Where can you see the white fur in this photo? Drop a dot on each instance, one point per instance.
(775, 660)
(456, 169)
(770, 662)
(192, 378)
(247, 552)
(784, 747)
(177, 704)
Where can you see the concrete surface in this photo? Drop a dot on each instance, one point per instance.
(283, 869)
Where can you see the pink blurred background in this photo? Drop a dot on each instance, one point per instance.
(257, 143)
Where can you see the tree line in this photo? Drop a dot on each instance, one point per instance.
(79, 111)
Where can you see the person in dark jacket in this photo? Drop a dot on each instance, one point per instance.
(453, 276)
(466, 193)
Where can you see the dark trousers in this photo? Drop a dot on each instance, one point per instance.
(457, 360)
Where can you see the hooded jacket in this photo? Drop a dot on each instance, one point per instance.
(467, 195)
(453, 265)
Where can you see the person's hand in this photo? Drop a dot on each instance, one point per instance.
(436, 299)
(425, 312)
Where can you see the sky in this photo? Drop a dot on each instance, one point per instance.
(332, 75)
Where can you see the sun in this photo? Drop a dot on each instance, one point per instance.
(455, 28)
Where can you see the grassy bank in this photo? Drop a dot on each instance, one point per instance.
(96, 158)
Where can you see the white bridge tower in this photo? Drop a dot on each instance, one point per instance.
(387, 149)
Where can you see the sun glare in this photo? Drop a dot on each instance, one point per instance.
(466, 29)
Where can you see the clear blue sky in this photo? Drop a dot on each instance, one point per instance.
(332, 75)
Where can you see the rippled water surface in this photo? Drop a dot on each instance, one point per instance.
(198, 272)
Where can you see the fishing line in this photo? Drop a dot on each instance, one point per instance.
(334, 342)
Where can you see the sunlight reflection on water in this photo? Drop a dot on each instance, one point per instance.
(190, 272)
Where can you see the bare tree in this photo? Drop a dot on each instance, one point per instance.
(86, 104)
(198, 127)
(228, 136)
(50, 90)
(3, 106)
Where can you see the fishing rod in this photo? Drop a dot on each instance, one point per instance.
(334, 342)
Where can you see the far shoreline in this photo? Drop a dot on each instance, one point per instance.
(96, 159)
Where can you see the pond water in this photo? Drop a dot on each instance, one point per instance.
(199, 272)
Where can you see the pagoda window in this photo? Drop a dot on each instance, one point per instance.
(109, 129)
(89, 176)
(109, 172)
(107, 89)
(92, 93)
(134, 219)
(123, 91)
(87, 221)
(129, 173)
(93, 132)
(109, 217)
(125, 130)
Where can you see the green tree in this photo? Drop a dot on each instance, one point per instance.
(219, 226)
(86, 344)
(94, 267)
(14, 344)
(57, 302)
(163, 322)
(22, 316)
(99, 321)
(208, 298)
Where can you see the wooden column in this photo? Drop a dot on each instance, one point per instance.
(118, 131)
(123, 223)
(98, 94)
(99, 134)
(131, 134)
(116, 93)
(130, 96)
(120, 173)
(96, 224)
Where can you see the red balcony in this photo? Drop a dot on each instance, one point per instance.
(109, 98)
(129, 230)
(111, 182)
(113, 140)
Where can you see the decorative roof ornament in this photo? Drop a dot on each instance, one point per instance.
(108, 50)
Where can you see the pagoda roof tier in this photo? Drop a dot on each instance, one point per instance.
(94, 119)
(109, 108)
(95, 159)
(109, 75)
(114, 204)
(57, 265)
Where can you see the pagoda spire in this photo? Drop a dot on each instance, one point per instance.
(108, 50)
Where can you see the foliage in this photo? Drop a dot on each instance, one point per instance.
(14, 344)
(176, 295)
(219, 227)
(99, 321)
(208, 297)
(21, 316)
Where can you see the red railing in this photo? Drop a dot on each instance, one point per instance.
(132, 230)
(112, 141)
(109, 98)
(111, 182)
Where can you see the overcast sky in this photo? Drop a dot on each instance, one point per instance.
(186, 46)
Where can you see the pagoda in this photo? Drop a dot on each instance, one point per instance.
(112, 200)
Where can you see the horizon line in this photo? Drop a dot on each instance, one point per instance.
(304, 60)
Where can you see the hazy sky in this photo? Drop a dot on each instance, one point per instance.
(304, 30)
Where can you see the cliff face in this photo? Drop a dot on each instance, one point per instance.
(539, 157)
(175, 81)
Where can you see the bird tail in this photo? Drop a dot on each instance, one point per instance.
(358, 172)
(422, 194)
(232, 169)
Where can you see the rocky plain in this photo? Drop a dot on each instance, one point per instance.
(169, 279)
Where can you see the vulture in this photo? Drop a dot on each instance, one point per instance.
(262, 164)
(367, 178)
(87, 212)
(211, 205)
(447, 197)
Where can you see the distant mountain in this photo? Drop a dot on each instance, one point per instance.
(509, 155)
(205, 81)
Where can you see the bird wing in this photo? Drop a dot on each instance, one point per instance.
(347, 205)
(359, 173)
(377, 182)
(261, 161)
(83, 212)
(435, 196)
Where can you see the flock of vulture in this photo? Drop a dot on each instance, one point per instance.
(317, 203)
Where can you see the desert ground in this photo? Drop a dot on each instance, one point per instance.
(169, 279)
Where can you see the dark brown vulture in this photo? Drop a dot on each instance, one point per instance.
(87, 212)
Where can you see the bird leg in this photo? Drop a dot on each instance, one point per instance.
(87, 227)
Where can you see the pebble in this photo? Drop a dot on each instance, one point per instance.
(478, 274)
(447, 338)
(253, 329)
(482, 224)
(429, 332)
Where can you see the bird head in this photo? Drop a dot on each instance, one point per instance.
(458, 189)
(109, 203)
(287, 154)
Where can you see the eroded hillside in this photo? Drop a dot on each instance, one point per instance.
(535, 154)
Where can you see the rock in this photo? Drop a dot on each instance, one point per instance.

◇ ◇ ◇

__STATED PROBLEM__.
Transcribe all of the entries without altering anything.

__SOLUTION TO THIS PROBLEM__.
Where can you see the white fur in this photo? Drop a dot on each instance, one point per instance.
(775, 660)
(456, 169)
(770, 662)
(192, 378)
(247, 552)
(784, 747)
(177, 704)
Where can you see the concrete surface in this photo? Drop a dot on each instance, one point per instance.
(283, 869)
Where can you see the pink blurred background in this photo? Drop a dot on each instance, one point per instance.
(257, 143)
Where can you see the tree line in this photo? Drop a dot on each instance, one point per instance.
(79, 111)
Where can you see the person in dark jacket in this photo? Drop a dot on each instance, one point per instance.
(453, 276)
(466, 193)
Where can you see the dark trousers in this photo? Drop a dot on each instance, one point per instance.
(457, 360)
Where can you see the hooded jacket in this photo? Drop a dot on each instance, one point per instance.
(467, 195)
(453, 265)
Where can you see the person's hand in this photo? Drop a dot on each instance, one point per instance.
(436, 299)
(425, 312)
Where can you see the sky in this photo? Drop a dot on each instance, one point per instance.
(332, 75)
Where can you see the sun in this photo? Drop a dot on each instance, one point per instance.
(455, 28)
Where can you see the grassy bank in this photo? Drop a dot on each instance, one point per instance.
(96, 158)
Where can you see the white bridge tower in this photo? Drop a dot on each instance, one point per instance.
(387, 149)
Where can you see the sun glare in this photo? Drop a dot on each instance, one point per instance.
(466, 29)
Where can you see the clear blue sky in this photo? Drop a dot on each instance, one point per instance.
(332, 75)
Where can you see the rippled water surface in this photo? Drop a dot on each instance, one point per instance.
(198, 272)
Where can you see the fishing line in this photo? Drop a dot on each instance, one point per instance.
(334, 342)
Where can you see the sunlight reflection on water in this photo? Drop a dot on each instance, one point per instance.
(190, 272)
Where can you see the bare tree in this photo? Drop a dot on each instance, one point per instance.
(86, 104)
(198, 127)
(228, 136)
(50, 90)
(3, 106)
Where can you see the fishing rod in this photo? Drop a dot on each instance, one point per instance.
(334, 342)
Where can you see the far shoreline in this photo? Drop a dot on each instance, one point per instance.
(96, 159)
Where can you see the pond water in this photo? Drop a dot on each instance, one point per instance.
(199, 272)
Where can you see the pagoda window in this photo? Drop a dot on each instance, one point per instance.
(109, 129)
(89, 176)
(109, 172)
(107, 89)
(92, 93)
(134, 219)
(123, 91)
(87, 221)
(129, 173)
(93, 132)
(109, 217)
(125, 130)
Where can you see the green tree in this photo? Drop a dot on each instance, one point per instance.
(219, 226)
(86, 344)
(94, 267)
(14, 344)
(57, 302)
(163, 322)
(22, 316)
(99, 321)
(208, 298)
Where can you see the wooden column in this photo? Drop a dot on each instance, one point per instance.
(118, 131)
(123, 223)
(98, 94)
(99, 134)
(131, 134)
(116, 93)
(130, 96)
(120, 173)
(96, 224)
Where can you see the red balcony in this photo? Drop a dot on each instance, one point per instance.
(109, 98)
(129, 230)
(111, 182)
(113, 140)
Where can you see the decorative roof ornament in this photo? Drop a dot on each instance, one point per instance.
(108, 50)
Where can you see the pagoda roof tier in this photo? Drop a dot on each instance, one point per instance.
(94, 119)
(109, 108)
(95, 159)
(109, 75)
(114, 204)
(57, 265)
Where can you see the pagoda spire in this photo? Drop a dot on each instance, one point per instance.
(108, 50)
Where can you see the foliage in this photo? Drop a dot on each instance, one point per instance.
(14, 344)
(176, 295)
(219, 227)
(99, 321)
(208, 297)
(21, 316)
Where can you see the red railing in this photo? Drop a dot on each instance, one point per instance.
(132, 230)
(112, 141)
(109, 98)
(111, 182)
Where can you see the overcast sky in this photo? Drop a dot on each instance, one point per instance.
(186, 46)
Where can you see the pagoda in this photo? Drop a dot on each instance, one point per instance.
(112, 200)
Where can you see the horizon line in this photo? Drop a dot on each instance, one point per instance.
(304, 60)
Where can you see the hazy sky in this photo? Drop a dot on each instance, one point per instance.
(304, 30)
Where can you see the cliff face in this photo? Drop a dot on each instance, one point per instance.
(539, 157)
(175, 81)
Where can you see the bird tail in this photo? Drop a dot on each instance, one point per instance.
(358, 172)
(422, 194)
(232, 169)
Where can you see the rocky plain in this photo? Drop a dot on each instance, one point per instance.
(169, 279)
Where can you see the vulture in this photo? Drop a dot on each instance, one point per instance.
(262, 164)
(367, 178)
(87, 212)
(211, 205)
(447, 197)
Where can you see the distant mountain in this photo? Drop a dot on each instance, one point per instance.
(509, 155)
(205, 81)
Where can you see the bird wing in this photo? Drop a dot on each instance, one point per instance.
(347, 205)
(359, 173)
(377, 182)
(261, 161)
(83, 212)
(435, 196)
Where can you see the flock of vulture in this photo? Drop a dot on each instance, one point per instance.
(317, 203)
Where can you see the desert ground in this photo? Drop a dot on each instance, one point per instance.
(169, 279)
Where can you see the dark brown vulture in this photo? Drop a dot on each instance, one point per instance.
(87, 212)
Where can you see the bird leg in this photo? Drop a dot on each instance, one point per instance.
(87, 227)
Where can you see the pebble in this photo? Drop a dot on each instance, one point per instance.
(478, 274)
(447, 338)
(253, 329)
(482, 224)
(429, 332)
Where can you see the bird head in this photo? Drop a dot on each instance, one point per instance.
(458, 189)
(109, 203)
(287, 154)
Where can you see the eroded hillside in this photo? Drop a dot on each instance, one point per instance.
(535, 154)
Where can you see the rock in this photo? Drop a dot on each instance, one point per instance.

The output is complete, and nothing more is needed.